***** DATA SUPPLIED *****
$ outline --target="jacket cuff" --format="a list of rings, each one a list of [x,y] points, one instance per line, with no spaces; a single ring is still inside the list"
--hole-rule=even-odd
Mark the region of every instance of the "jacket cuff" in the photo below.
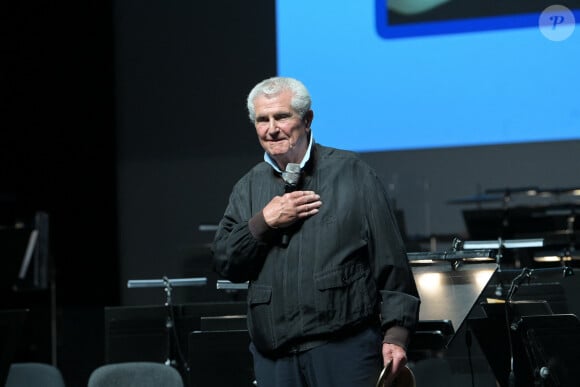
[[[382,326],[402,326],[414,330],[419,320],[421,300],[408,293],[382,290],[381,304]]]
[[[252,216],[248,221],[248,228],[254,238],[261,242],[265,242],[271,238],[276,229],[268,226],[262,211]]]
[[[404,348],[406,351],[407,345],[409,344],[409,336],[410,332],[407,328],[399,325],[393,325],[385,332],[383,343],[396,344],[399,347]]]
*****
▶ **TASK BRIEF**
Transcribe every entry exactly. Leave out the pictures.

▶ **SOLVED EXERCISE**
$ outline --target="jacket cuff" --format="a list of rings, each one a list of [x,y] points, one instance per line, with no spaces; a single ring is still inside the list"
--hole-rule=even-odd
Mark the region of every instance of the "jacket cuff" in the photo below.
[[[382,326],[402,326],[414,330],[419,320],[421,300],[408,293],[382,290],[381,304]]]
[[[252,216],[248,221],[248,228],[254,238],[261,242],[265,242],[271,238],[276,229],[268,226],[262,211]]]
[[[404,348],[406,351],[407,345],[409,344],[409,336],[410,332],[407,328],[399,325],[393,325],[385,332],[383,343],[396,344],[399,347]]]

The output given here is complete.